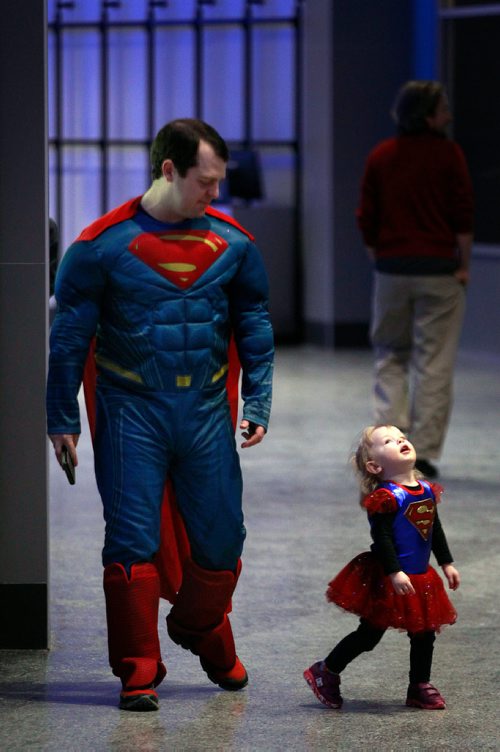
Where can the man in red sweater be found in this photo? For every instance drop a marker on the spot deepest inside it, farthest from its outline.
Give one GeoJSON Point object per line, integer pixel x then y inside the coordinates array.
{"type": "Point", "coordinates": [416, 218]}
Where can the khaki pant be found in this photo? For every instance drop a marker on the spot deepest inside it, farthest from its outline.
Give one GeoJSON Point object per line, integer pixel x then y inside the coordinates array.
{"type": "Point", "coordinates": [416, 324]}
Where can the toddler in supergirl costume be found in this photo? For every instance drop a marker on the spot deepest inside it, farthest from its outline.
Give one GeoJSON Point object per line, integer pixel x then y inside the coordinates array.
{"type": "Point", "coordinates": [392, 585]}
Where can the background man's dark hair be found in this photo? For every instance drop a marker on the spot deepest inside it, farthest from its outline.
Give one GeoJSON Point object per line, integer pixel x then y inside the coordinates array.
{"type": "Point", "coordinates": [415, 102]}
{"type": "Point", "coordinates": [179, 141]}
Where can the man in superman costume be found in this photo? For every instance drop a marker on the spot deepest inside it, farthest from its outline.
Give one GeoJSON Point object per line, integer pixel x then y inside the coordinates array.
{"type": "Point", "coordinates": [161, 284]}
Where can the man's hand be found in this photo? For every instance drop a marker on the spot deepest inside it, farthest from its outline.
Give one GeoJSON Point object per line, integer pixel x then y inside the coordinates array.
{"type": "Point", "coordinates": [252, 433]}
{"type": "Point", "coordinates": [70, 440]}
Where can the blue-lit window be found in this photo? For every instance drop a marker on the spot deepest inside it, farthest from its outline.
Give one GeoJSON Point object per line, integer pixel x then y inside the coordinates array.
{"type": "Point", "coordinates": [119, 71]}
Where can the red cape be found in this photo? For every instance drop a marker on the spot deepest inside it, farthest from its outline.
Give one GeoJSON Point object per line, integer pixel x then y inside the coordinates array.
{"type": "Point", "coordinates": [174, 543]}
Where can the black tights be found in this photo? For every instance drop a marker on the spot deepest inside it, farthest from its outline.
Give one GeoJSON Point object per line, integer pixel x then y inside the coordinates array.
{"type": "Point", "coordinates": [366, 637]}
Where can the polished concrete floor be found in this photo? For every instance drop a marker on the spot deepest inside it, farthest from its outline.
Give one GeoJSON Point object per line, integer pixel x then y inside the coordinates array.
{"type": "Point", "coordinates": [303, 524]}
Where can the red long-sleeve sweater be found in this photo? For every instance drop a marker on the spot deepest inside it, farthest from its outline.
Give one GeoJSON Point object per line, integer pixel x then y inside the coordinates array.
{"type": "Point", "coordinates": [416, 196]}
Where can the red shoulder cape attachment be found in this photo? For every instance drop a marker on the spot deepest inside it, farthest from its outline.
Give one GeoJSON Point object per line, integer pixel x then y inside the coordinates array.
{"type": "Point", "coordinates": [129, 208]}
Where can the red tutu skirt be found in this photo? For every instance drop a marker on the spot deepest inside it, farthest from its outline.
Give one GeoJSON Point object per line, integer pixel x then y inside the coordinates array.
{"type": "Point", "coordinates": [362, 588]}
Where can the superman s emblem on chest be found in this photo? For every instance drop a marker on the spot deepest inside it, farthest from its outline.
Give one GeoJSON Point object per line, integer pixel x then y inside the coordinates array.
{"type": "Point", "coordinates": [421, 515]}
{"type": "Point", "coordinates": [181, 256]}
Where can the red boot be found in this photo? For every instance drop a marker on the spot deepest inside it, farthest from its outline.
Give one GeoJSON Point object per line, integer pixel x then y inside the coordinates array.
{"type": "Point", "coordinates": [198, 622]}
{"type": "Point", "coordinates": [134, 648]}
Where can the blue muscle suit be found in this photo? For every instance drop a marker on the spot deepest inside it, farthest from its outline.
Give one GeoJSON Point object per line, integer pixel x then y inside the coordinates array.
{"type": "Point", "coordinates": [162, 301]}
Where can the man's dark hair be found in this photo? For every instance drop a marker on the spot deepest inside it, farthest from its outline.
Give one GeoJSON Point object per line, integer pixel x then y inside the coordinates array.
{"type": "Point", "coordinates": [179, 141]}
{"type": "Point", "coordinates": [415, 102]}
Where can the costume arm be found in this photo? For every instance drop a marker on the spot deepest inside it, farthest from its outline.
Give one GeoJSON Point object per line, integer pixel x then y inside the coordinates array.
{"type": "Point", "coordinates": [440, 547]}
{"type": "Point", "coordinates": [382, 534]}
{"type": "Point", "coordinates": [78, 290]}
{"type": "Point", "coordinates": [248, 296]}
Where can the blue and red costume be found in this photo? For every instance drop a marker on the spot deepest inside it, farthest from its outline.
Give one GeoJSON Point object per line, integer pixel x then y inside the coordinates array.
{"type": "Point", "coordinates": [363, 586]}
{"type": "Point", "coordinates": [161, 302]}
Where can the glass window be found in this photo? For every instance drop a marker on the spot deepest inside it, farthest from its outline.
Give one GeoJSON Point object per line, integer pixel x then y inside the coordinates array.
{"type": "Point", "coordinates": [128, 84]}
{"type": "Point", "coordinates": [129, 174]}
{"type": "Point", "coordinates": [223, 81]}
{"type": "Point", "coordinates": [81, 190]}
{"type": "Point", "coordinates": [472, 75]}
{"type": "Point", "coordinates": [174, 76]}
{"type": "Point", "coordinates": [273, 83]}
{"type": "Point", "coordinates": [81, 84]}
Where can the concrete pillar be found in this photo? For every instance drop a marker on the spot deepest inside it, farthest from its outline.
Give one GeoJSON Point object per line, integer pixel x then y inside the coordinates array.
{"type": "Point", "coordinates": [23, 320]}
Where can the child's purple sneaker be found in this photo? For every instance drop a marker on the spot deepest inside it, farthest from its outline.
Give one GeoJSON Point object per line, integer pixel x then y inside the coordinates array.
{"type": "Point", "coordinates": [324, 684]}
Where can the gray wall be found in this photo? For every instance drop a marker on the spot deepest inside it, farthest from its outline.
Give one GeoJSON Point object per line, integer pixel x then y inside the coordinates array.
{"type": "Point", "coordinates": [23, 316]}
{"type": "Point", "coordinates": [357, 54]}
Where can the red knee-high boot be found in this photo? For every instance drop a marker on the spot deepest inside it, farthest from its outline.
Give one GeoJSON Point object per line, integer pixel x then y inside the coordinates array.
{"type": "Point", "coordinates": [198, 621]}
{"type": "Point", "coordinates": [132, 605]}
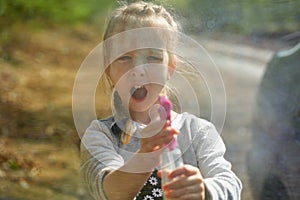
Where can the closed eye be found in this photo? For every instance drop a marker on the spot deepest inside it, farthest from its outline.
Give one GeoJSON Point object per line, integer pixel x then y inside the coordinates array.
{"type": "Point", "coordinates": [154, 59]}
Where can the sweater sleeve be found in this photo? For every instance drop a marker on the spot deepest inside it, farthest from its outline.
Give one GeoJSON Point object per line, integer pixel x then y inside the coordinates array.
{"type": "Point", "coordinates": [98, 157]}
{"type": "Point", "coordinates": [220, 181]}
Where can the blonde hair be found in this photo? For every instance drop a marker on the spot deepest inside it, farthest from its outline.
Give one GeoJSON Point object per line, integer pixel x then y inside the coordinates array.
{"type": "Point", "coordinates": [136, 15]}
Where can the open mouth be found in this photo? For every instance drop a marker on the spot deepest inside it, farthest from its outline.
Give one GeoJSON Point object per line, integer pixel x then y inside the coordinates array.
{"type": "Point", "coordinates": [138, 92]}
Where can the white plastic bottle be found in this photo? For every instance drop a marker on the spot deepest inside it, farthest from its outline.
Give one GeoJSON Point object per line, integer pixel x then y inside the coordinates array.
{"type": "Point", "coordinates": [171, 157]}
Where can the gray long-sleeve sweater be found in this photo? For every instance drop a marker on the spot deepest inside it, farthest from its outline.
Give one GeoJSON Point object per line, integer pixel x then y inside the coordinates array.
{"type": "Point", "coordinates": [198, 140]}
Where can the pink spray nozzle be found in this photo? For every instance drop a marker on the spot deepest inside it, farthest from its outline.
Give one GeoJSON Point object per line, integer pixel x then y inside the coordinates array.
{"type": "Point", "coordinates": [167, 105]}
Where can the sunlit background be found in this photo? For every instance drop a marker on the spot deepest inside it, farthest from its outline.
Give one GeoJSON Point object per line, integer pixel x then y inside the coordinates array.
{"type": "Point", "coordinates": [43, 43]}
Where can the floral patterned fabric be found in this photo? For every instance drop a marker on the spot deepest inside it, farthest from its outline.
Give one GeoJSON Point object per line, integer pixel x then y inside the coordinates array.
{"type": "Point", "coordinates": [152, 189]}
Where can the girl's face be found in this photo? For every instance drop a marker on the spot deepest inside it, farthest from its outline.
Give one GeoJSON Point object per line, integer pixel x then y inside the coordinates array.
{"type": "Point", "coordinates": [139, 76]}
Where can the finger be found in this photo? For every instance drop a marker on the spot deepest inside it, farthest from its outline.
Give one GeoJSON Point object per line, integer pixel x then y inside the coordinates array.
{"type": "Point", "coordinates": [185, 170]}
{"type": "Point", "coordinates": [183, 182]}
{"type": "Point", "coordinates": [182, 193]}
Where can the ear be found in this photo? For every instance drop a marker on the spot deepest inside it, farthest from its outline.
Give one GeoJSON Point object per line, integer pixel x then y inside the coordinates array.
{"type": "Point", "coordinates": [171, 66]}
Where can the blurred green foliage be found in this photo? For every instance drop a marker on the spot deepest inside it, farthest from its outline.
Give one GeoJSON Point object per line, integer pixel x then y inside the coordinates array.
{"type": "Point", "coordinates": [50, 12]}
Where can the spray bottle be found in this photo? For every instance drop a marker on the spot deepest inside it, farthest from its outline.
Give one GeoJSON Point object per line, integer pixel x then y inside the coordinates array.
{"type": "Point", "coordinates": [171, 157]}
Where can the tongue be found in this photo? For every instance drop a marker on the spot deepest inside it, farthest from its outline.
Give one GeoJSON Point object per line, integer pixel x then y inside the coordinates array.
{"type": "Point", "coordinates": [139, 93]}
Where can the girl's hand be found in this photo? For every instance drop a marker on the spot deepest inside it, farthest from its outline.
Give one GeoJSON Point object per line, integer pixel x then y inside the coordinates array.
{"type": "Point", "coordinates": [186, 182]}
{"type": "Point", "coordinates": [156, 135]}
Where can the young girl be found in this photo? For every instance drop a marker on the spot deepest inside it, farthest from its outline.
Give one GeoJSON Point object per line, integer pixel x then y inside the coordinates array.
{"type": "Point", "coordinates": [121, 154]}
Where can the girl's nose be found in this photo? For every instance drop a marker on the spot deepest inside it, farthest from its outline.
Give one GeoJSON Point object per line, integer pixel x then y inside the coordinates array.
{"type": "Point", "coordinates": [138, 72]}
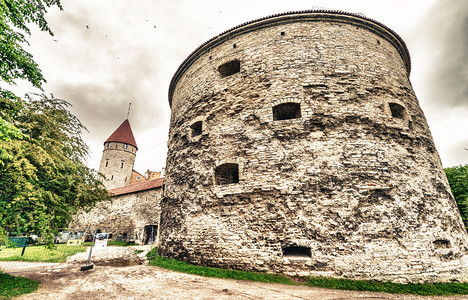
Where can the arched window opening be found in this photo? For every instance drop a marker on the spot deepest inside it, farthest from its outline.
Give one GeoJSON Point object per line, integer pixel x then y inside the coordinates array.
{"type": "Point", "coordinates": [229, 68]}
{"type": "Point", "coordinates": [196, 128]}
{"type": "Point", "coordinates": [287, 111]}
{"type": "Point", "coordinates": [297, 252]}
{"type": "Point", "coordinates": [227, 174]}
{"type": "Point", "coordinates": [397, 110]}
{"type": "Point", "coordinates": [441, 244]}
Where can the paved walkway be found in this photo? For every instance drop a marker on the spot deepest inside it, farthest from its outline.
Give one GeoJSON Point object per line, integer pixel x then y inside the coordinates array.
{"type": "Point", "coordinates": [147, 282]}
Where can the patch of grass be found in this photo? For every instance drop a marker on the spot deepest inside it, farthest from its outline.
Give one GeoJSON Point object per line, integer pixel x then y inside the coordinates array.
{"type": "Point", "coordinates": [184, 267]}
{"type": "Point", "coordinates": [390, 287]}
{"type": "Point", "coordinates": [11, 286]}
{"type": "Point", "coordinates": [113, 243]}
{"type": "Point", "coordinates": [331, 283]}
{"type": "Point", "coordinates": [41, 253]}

....

TASK BRIEF:
Precisely those lines above that run from the line with "Where can the girl's nose" up to and including the line with "Where can the arched" are to be set down, with the pictures omitted.

ANSWER AREA:
Where can the girl's nose be found in this photo? For every instance drop a marker on the spot deepest inside it, farthest from its outline.
Give one GeoJSON Point object per line, integer pixel x then y inside the coordinates array.
{"type": "Point", "coordinates": [138, 72]}
Where can the arched window opening be found in this photo? For every instance drop a marker on the spot deepest inside it, farthest from its outline.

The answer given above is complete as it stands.